Show every line in the records below that contains the word "gable", copying each line in full.

(Excerpts of pointing data)
--------------------------------

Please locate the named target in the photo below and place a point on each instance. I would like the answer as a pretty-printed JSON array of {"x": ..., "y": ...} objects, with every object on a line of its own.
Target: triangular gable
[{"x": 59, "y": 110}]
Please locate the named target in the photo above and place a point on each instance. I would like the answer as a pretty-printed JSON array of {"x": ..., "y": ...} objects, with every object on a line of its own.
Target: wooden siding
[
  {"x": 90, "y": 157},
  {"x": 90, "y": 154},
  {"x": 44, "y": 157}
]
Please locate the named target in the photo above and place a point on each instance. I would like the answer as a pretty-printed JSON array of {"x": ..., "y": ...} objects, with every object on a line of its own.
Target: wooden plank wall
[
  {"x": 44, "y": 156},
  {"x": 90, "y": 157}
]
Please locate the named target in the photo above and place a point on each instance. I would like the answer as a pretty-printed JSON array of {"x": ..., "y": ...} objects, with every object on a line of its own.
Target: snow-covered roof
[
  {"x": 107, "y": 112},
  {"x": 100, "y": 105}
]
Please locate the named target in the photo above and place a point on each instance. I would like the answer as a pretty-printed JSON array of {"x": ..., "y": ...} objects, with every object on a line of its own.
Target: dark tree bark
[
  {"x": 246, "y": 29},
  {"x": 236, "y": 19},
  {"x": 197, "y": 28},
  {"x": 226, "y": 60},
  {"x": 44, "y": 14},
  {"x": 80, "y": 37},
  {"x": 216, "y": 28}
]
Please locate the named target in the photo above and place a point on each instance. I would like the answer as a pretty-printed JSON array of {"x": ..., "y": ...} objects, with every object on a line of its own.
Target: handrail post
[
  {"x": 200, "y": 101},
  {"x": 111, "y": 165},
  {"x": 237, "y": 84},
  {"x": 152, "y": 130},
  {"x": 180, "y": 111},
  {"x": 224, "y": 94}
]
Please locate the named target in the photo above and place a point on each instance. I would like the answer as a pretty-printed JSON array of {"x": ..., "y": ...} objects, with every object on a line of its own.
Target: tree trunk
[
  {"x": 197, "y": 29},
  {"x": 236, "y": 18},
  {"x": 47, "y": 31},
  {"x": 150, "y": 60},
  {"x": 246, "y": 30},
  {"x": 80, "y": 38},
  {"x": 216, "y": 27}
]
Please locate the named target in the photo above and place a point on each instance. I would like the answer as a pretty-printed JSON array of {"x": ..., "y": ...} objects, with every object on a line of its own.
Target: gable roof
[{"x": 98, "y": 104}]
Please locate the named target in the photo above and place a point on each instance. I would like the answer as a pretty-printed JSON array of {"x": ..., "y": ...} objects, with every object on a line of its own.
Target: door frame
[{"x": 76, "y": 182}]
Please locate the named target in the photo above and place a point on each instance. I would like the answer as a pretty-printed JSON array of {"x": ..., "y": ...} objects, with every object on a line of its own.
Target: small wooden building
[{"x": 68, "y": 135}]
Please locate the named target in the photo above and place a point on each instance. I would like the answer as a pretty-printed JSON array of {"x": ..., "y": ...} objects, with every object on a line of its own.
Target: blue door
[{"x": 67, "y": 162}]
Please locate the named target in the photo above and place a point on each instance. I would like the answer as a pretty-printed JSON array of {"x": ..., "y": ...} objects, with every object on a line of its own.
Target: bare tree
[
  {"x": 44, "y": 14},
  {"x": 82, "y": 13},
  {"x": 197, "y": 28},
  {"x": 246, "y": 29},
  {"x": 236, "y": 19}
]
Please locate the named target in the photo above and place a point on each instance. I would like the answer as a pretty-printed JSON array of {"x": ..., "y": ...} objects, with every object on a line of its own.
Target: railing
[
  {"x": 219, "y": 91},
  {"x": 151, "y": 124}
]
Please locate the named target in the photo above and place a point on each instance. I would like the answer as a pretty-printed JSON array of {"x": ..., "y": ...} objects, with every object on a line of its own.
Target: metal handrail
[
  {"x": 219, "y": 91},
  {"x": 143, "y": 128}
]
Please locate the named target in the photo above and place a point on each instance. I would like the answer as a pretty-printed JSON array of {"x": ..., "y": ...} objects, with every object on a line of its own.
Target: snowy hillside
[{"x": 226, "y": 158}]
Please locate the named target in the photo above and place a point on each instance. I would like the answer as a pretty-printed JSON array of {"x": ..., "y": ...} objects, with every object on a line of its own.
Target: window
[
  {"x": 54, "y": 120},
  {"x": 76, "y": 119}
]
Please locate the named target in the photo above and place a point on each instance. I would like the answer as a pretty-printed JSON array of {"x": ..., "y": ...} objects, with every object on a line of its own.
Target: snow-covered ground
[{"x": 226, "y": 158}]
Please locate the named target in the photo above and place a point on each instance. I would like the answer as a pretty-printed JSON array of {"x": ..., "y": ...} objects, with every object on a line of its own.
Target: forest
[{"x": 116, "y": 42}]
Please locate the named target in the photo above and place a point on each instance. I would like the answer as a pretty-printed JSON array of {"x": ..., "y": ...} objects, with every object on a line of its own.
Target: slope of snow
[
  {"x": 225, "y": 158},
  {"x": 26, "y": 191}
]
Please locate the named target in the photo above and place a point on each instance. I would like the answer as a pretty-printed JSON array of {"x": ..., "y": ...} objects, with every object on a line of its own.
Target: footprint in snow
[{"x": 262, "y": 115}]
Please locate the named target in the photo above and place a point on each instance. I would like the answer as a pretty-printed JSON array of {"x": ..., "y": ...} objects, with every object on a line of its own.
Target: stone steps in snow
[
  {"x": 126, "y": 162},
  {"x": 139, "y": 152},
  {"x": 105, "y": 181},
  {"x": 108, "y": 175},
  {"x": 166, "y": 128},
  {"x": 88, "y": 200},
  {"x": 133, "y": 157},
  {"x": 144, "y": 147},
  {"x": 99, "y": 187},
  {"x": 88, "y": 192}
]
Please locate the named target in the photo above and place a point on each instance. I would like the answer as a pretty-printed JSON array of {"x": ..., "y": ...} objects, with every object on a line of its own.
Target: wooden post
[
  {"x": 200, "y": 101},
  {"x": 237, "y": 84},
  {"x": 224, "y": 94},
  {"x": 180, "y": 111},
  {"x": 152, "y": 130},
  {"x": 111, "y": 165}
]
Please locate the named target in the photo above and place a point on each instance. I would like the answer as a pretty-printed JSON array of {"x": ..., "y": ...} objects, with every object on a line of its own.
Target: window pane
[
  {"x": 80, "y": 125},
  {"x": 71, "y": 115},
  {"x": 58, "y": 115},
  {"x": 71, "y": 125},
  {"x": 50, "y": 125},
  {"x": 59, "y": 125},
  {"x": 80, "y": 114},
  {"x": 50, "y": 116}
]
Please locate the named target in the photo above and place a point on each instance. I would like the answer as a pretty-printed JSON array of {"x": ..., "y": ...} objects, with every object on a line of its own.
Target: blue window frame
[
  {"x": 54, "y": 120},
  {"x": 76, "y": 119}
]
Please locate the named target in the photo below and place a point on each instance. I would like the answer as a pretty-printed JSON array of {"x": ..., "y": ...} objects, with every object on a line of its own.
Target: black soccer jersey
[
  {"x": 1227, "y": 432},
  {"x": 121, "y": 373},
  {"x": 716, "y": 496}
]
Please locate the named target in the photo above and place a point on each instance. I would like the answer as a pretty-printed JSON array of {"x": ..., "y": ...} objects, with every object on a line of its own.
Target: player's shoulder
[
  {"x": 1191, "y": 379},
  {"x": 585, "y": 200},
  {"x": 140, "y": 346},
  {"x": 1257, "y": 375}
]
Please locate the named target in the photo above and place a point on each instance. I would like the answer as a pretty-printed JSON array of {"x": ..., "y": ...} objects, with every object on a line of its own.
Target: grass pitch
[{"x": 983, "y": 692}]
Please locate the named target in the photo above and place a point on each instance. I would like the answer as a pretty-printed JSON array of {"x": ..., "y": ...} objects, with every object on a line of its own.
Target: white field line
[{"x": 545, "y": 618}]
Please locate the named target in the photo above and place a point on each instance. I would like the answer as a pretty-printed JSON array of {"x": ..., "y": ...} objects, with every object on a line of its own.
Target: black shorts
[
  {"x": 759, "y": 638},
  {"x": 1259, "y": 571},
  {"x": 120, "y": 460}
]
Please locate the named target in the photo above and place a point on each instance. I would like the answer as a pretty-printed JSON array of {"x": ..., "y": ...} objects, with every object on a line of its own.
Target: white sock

--------------------------------

**TASK SOLUTION:**
Target: triangular gable
Target: gable roof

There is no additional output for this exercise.